- [Objective] Please reproduce every record, keeping each one exactly as written.

::::::

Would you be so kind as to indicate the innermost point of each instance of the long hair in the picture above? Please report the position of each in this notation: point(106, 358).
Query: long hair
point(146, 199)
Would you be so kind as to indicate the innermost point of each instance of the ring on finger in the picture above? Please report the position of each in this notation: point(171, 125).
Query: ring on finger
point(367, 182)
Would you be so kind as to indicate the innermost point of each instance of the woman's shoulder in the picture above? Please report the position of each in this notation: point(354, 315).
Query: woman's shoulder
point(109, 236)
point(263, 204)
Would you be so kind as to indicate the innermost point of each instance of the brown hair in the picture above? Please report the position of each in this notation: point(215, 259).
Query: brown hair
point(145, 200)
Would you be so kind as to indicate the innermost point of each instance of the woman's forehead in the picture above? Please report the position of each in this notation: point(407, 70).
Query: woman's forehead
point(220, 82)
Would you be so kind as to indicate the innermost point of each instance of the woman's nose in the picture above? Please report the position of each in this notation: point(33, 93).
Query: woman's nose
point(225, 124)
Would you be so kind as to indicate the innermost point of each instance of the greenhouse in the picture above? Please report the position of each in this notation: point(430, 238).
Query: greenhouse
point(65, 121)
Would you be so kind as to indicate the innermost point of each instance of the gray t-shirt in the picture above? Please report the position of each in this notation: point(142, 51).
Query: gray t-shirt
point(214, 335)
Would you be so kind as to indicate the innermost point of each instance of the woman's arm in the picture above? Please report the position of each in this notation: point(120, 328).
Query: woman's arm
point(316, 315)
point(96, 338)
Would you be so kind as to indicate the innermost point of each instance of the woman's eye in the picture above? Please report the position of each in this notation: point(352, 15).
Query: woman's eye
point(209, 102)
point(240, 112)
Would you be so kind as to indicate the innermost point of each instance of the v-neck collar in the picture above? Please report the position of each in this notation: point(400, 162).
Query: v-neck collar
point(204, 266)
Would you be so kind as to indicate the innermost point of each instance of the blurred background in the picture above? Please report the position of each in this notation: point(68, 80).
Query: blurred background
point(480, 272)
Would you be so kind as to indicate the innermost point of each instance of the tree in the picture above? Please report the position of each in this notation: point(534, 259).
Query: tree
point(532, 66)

::::::

- [Written reply]
Would you be so kind as to indicate the innermost point of each instance of the long hair in the picture above? Please report the position of each in this notation: point(106, 358).
Query: long hair
point(146, 199)
Would you be so kind as to indicate the innermost point of each instance of the ring on finger in the picture above? Please report the position of each in this notation: point(171, 125).
Query: ring on finger
point(367, 182)
Would you be so kind as to indicate the innermost point of each instance of the woman's shoulder in the picture above? Please report the position of each in this notation: point(354, 315).
Query: woman's shoulder
point(109, 236)
point(263, 204)
Would you be so kind as to indicate the innermost point of each instance of the brown hair in the picture above? Please report the position of each in this notation: point(215, 259).
Query: brown hair
point(145, 200)
Would you be so kind as to indicate the innermost point of each instance of the woman's forehead in the picture above? Please report the position of each in this notation: point(407, 70).
Query: woman's forehead
point(220, 82)
Would you be so kind as to indicate the innermost point of each instance of the woman's nose in the picture above? Please report the position of each in this notation: point(33, 93).
Query: woman's nose
point(225, 124)
Would you be so kind as to indicate the innermost point of each instance of the greenhouse in the picture above? Please report the position of each in this notation: point(430, 238).
Query: greenhouse
point(65, 121)
Would you be so kind as to indicate the innermost point of each instance of the gray t-shirt in the picture above? Please report the position of each in this notation: point(142, 51).
Query: gray t-shirt
point(214, 335)
Would you be so kind as to indicate the innermost point of each instance of the woman's arm in the picture above? Please report the position of each in this notation: point(120, 328).
Query: woman's arm
point(316, 315)
point(96, 338)
Would you be so kind as to indicate the innermost point of each instance of the woman's eye in the picture above? Please report the position of each in this notation: point(352, 15).
Query: woman's eye
point(209, 102)
point(240, 112)
Would you be so kind as to indicate the innermost point of each instance of the v-neck collar in the picture above? Please report the position of each in this notation: point(400, 162).
Query: v-neck collar
point(204, 266)
Would you be so kind as to indicate the innermost point of each instance of the blurred background in the picture above? Please report the position of each in this notation: point(68, 80).
Query: blurred background
point(480, 272)
Would you be so kind as to indicate the innermost point of each instance of the tree in the picture above? Please report the position of each in this notation: point(534, 259).
Query: tree
point(532, 66)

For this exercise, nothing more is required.